##### Task material #####

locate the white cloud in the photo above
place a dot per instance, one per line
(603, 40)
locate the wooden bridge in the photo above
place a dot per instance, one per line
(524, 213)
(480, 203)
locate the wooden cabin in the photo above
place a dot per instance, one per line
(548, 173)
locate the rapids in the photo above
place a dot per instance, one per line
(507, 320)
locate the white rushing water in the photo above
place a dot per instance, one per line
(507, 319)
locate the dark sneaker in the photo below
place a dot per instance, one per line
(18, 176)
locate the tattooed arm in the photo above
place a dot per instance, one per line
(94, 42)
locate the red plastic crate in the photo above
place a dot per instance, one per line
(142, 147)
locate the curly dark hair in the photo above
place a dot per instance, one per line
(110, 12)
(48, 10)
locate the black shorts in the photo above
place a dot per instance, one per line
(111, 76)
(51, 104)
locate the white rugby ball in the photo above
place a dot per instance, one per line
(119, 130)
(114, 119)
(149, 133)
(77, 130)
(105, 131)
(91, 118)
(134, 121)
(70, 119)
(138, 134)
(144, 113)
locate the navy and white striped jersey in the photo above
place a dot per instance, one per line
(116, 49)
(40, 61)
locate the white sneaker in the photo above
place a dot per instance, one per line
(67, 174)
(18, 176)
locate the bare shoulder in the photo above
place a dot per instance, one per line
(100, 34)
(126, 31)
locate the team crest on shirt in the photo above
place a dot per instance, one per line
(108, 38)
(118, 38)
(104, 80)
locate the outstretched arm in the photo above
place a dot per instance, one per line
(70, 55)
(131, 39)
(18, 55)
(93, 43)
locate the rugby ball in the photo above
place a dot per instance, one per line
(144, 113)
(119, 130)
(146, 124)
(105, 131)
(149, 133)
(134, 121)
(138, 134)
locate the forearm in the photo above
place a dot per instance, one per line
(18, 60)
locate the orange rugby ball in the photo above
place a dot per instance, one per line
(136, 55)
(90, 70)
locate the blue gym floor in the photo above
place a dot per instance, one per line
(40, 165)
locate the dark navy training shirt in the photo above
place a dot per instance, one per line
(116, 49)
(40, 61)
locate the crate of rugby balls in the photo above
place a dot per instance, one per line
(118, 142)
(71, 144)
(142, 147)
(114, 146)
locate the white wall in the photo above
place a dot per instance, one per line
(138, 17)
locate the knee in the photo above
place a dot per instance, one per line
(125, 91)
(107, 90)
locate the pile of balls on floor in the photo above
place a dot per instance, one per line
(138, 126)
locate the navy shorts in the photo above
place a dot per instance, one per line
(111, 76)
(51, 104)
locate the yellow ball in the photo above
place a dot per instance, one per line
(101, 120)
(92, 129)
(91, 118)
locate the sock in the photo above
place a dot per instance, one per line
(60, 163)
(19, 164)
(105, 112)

#####

### Exercise prompt
Within the entries, find all lines holding "navy" and copy each one.

### Answer to this problem
locate the navy and white striped jersey in the photo above
locate the dark navy training shirt in the photo above
locate the navy shorts in the photo above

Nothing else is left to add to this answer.